Assigned task. For every record, give an exact copy that has no pictures in it.

Natural-language object grounding data:
=====
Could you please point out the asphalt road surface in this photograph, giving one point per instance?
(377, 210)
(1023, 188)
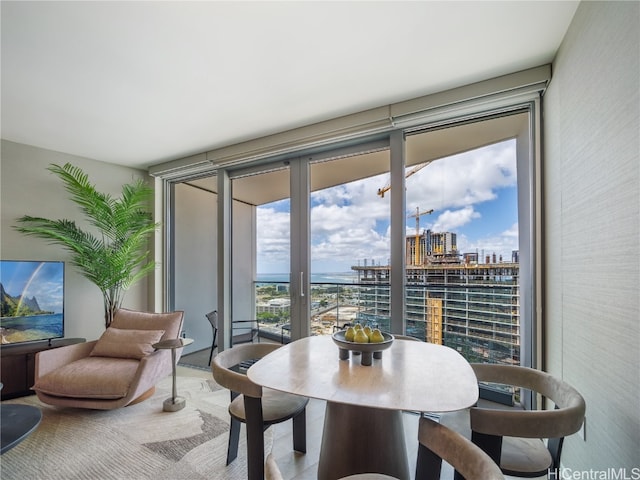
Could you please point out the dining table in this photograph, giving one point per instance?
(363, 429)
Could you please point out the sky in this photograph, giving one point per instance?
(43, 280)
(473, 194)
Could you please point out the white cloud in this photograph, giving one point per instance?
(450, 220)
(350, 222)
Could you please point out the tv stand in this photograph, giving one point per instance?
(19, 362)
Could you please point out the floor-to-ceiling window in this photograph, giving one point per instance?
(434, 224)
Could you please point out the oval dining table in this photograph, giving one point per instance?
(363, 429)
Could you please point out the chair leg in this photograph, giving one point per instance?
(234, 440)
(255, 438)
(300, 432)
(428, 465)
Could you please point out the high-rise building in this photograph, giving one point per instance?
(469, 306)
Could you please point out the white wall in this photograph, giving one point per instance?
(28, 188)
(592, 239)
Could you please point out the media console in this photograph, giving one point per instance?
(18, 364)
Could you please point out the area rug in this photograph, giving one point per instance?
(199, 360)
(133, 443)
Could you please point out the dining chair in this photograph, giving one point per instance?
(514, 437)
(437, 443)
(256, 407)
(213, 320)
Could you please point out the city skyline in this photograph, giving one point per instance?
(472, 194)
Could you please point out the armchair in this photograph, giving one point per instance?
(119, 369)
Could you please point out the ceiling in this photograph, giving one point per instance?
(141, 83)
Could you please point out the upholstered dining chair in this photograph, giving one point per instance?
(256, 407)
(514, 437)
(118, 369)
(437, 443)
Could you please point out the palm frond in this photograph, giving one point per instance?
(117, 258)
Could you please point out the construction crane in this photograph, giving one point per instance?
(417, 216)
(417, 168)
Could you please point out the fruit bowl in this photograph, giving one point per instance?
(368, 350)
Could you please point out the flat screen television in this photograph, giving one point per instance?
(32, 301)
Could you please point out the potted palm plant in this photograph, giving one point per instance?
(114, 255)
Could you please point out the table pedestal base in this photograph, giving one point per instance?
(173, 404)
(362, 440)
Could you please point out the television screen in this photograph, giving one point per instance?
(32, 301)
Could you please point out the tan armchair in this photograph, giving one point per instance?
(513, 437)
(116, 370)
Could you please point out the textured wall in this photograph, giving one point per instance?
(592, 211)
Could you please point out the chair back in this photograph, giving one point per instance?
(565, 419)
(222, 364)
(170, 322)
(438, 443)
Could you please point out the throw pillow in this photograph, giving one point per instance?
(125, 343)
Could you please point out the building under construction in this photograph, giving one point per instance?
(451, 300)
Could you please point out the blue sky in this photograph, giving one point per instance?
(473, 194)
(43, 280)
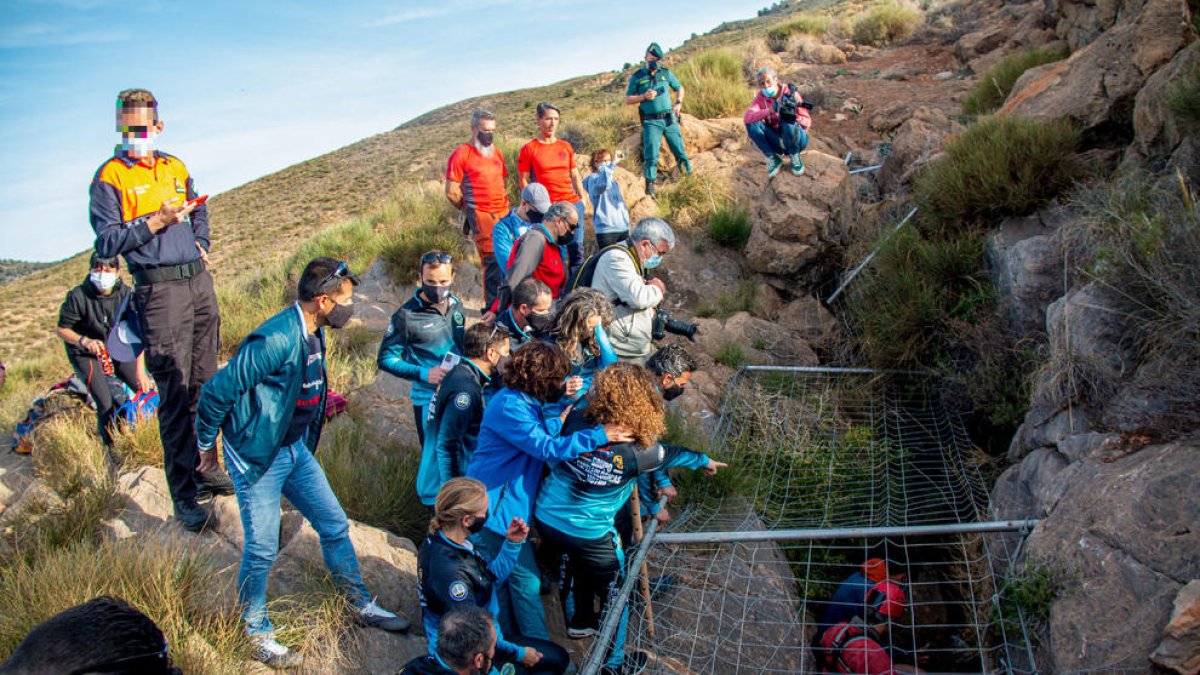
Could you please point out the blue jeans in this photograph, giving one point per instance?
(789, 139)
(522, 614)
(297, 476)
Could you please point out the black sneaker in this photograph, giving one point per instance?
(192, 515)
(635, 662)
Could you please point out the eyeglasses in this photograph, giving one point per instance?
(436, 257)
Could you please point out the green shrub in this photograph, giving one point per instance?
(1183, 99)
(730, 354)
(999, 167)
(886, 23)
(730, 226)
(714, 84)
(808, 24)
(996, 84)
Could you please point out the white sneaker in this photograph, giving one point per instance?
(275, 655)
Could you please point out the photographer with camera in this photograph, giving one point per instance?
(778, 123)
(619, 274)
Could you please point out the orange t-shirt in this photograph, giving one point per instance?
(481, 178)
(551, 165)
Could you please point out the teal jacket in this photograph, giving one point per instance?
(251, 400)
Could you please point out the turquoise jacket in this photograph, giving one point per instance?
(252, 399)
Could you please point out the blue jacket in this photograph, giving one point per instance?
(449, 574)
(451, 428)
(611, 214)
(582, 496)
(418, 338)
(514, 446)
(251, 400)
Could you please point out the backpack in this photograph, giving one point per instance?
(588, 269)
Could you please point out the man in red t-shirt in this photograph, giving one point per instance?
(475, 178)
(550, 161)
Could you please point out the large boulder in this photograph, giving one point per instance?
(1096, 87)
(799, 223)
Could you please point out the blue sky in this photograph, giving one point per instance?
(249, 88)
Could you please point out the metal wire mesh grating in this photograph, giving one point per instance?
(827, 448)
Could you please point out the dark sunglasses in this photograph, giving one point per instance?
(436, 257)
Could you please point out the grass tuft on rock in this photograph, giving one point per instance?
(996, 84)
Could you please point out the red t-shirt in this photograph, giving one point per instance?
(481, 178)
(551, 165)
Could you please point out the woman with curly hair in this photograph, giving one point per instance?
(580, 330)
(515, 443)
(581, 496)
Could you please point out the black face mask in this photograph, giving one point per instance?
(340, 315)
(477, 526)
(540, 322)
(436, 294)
=====
Answer to this exercise.
Could you please point out the asphalt road surface in this photograph, giving one point per instance?
(377, 210)
(1023, 188)
Could you please point out the dining table in this photograph, giving one point per instance?
(363, 429)
Could you please point out the sky in this photograph, giving one point per instance?
(43, 280)
(473, 194)
Could you please point out the white cloud in this photograph, giving one point per instance?
(450, 220)
(350, 222)
Could you please point out the tv stand in this photograph, giving one point per instance?
(19, 362)
Could you please point out the floor-to-ceiling window in this photograph, giving one point per instance?
(434, 224)
Could you please point out the oval dining table in this photograph, giving one point per instance?
(363, 429)
Could you please point out the chair leg in this photograph, giving one point per instance?
(234, 440)
(255, 438)
(300, 432)
(428, 465)
Could you please point out the high-rise building in this photograph, giving one point per instance?
(469, 306)
Could you please point out the white wall in this photograph, giving one point per instance?
(28, 188)
(592, 239)
Could you please point out the media console in this photograph, giving one point per instance?
(18, 364)
Could you please point out the area rug in this photograph, giving one point per instance?
(199, 360)
(133, 443)
Could you please point out the dining chair in this photograph, giving one point per instance?
(514, 437)
(437, 443)
(256, 407)
(213, 320)
Could you please point out the city skyline in this photograph, giving one point per instance?
(472, 194)
Could you please point out the armchair in this photograph, giving one point per instance?
(119, 369)
Could you please point out the ceiling in this photograph, giving one point per instance?
(141, 83)
Could you please point out the upholstered dining chair in this photograph, giving one point per instance?
(256, 407)
(514, 437)
(118, 369)
(437, 443)
Could you please point out the palm frond in this photograph, giving one point per instance?
(117, 258)
Could you please point out the construction crane in this photograph, giving one point per instance?
(417, 216)
(417, 168)
Could you please point out the fruit bowl in this photograph, giving one point per instance?
(368, 350)
Could you please point out the flat screen television in this photograph, giving one point per instance?
(32, 301)
Could you please point out the potted palm plant in this photograph, giving one point per instance?
(114, 255)
Could you please point out the table pedestal base in this photograph, giving one point per instance?
(173, 404)
(362, 440)
Could you please point out the television screen in this photograph, giving one point per instance?
(32, 301)
Could you please point out the tan armchair in this photograph, giving one point per instance?
(513, 437)
(116, 370)
Could you please point out the textured wall in this photograph, giving one point per instance?
(592, 211)
Could you please point out the chair back in this photograph, giving one point per instance?
(565, 419)
(222, 364)
(170, 322)
(438, 443)
Could you please point out the throw pillow in this photograph, giving one point per instance?
(125, 343)
Could you please point out the building under construction in this photograph, giving one point per instance?
(451, 300)
Could you please point out the blue sky in this photograph, giving one point per instance?
(473, 194)
(43, 280)
Could you please point out the blue jeans in this photograph, giving one point per instance?
(789, 139)
(522, 614)
(297, 476)
Could you please point out the black sneaker in this photograph, giving one point per instance?
(192, 515)
(635, 662)
Could you please point out the eyeglasses in this photograph, giving one point per instance?
(436, 257)
Could you please point out the green shrub in this photograph, giving one point per instance?
(1183, 99)
(730, 354)
(999, 167)
(886, 23)
(730, 226)
(714, 84)
(808, 24)
(996, 84)
Could you please point out the white sneaker in this photograph, giving one point per instance?
(275, 655)
Could you please point out the photographer with camera in this photograph, giving one point per instance?
(778, 123)
(619, 274)
Could you please point out the orange t-shirt in this photograph, giving one point per instance?
(481, 178)
(551, 165)
Could you please point out the teal jacket in this photograph, giving one point per instance?
(251, 400)
Could you please point out the turquoise jacket in this photograph, giving one point per instance?
(252, 399)
Could you please point out the blue jacket in this photograph, giving one point per instance?
(449, 574)
(451, 428)
(611, 214)
(582, 496)
(418, 338)
(514, 446)
(251, 400)
Could you please point out the backpack in this photograph, giving one point per instance?
(588, 269)
Could you please point out the man in red t-shirt in this photograph, giving one point per instance?
(475, 178)
(550, 161)
Could you please point out the large boulder in this photograph, giving one point per instance?
(1096, 87)
(799, 223)
Could you please point out the blue sky in this photograph, giving one point per instance?
(249, 88)
Could you please point out the metal wire mesh grating in this photograph, giving one point per instance?
(827, 448)
Could you please point out the dark sunglasses in this photograph, giving one point per instance?
(436, 257)
Could you please point out the grass tuft on rock in this photograph, giving one point per instance?
(996, 84)
Could you please point out the red t-shirt in this photograph, giving one point per instance?
(481, 178)
(551, 165)
Could you please point out the woman with curly hair in this photograph, giving one point per instance?
(580, 330)
(515, 443)
(581, 496)
Could you please point out the black face mask in this photograph, giving one point per instance?
(340, 315)
(477, 526)
(540, 322)
(436, 294)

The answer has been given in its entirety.